(Items listed in a dataset)
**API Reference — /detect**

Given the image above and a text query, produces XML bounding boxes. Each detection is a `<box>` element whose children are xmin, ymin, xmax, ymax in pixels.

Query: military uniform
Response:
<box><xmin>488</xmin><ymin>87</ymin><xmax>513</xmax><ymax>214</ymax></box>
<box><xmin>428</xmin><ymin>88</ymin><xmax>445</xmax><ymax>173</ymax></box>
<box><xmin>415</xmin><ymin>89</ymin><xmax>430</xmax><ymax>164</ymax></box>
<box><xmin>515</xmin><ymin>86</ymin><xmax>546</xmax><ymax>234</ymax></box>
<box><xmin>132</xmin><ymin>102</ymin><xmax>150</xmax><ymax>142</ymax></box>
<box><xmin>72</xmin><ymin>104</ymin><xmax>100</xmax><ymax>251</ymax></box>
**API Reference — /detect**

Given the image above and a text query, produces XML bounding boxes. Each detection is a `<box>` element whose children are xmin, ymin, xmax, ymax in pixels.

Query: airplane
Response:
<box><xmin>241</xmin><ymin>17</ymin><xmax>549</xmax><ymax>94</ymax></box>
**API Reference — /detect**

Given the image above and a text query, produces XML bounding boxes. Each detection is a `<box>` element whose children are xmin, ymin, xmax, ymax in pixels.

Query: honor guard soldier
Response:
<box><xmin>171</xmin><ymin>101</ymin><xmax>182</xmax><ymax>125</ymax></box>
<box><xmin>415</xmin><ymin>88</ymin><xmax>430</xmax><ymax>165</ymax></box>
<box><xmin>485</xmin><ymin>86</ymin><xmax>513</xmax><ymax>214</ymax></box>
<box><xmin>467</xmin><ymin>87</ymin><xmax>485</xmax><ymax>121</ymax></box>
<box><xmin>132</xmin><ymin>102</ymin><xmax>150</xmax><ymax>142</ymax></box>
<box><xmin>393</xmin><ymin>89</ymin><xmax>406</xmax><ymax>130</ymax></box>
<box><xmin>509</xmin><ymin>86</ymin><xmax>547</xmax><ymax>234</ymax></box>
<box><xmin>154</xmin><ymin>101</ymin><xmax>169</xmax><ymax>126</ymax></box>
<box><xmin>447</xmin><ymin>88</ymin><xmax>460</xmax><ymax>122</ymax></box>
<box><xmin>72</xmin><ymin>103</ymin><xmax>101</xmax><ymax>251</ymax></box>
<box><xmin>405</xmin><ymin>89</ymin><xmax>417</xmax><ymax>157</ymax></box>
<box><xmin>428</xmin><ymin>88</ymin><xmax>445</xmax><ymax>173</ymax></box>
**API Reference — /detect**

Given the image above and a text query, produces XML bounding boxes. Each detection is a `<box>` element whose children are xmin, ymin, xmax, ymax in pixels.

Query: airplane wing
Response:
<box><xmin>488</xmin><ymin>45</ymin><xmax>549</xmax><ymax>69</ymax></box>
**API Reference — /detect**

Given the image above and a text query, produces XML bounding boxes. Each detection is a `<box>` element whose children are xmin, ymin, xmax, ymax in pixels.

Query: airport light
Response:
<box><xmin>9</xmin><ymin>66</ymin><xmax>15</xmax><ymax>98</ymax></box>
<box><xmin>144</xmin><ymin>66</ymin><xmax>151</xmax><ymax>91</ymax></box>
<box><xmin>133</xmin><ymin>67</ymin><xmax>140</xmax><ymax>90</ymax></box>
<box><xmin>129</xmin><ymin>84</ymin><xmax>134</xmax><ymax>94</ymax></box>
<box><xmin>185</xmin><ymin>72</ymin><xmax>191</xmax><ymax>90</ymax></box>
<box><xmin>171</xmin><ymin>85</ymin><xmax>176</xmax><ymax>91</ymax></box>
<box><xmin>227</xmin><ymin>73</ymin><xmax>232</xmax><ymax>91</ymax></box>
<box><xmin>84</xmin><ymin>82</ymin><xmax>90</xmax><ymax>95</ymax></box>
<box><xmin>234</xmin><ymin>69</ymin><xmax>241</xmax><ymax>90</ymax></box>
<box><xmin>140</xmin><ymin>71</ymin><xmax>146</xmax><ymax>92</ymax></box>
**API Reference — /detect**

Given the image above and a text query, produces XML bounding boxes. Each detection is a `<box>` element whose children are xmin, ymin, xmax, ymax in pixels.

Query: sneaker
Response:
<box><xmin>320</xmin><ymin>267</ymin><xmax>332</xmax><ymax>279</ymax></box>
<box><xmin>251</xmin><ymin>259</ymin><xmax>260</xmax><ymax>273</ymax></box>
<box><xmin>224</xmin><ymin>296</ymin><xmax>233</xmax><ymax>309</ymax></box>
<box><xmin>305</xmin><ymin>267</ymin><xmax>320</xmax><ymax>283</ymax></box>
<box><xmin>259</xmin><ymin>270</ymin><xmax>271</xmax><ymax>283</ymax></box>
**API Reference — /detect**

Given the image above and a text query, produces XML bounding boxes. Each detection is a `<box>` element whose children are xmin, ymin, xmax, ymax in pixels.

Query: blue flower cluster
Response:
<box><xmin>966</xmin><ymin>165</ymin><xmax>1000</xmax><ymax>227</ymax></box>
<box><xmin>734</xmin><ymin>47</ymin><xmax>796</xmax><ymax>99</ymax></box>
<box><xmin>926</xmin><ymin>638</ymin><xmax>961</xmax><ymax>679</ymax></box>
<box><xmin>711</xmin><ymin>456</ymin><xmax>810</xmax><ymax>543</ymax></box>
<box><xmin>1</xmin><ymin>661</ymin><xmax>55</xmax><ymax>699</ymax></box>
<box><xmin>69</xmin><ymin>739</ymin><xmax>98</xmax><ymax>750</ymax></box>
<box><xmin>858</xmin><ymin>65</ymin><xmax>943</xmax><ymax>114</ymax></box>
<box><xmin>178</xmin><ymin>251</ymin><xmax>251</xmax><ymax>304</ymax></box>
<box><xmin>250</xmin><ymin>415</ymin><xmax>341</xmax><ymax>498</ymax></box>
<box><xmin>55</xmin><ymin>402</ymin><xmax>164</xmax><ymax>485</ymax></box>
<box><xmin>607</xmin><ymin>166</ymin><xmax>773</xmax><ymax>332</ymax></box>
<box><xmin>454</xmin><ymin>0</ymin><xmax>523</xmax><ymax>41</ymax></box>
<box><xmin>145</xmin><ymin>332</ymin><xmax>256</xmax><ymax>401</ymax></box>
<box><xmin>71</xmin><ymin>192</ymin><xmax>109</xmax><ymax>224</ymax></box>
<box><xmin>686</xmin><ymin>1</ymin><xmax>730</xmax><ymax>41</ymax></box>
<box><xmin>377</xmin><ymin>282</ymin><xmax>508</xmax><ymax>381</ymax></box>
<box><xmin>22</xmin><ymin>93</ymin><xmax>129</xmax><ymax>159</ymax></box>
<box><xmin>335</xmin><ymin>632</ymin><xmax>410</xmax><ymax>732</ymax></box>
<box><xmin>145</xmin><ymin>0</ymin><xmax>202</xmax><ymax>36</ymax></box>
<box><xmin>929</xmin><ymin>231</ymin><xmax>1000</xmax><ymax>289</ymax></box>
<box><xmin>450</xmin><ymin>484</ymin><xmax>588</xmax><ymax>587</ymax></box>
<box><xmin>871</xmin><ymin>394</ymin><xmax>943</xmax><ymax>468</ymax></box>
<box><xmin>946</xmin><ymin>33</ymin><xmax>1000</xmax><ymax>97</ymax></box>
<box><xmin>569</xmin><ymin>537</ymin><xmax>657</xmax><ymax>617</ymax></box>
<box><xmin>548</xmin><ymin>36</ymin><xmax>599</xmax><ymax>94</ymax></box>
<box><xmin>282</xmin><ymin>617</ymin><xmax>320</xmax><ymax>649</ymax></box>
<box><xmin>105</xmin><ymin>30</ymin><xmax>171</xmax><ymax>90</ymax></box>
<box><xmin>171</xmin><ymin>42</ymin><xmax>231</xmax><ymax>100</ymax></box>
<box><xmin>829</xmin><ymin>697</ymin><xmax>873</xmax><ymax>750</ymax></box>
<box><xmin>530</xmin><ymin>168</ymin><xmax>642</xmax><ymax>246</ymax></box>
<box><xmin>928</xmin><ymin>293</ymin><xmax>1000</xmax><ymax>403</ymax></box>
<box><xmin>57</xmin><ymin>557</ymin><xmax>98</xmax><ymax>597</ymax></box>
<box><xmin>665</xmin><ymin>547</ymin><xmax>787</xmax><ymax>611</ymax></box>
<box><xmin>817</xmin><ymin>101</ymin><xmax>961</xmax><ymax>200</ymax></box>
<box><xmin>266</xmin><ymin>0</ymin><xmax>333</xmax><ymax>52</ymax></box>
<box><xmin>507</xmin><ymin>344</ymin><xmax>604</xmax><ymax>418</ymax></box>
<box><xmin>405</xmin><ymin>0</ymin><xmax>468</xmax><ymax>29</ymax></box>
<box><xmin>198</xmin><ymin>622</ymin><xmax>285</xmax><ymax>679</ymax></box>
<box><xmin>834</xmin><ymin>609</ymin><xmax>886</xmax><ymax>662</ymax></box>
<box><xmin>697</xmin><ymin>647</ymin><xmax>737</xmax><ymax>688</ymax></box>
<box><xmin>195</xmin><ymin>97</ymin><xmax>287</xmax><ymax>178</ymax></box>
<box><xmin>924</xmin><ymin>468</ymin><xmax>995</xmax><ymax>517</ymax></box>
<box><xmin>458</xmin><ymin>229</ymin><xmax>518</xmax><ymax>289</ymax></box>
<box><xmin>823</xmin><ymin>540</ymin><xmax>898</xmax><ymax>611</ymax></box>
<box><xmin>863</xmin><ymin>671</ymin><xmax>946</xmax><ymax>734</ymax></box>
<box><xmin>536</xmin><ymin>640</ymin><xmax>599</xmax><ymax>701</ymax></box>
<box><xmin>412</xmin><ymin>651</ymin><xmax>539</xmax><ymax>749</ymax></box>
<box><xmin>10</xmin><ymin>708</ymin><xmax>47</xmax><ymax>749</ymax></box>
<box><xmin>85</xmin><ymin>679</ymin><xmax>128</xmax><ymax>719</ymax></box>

■ Task description: Write the opening line of the data above and every line after it, exactly, stopping once you have written the line with "Query: military uniform".

■ Response area:
**API Reference — /detect**

Given the image above and a text query, produces XML bounding boxes. Each detection is a `<box>` element whose children are xmin, ymin, xmax, ymax in pixels.

Query: military uniform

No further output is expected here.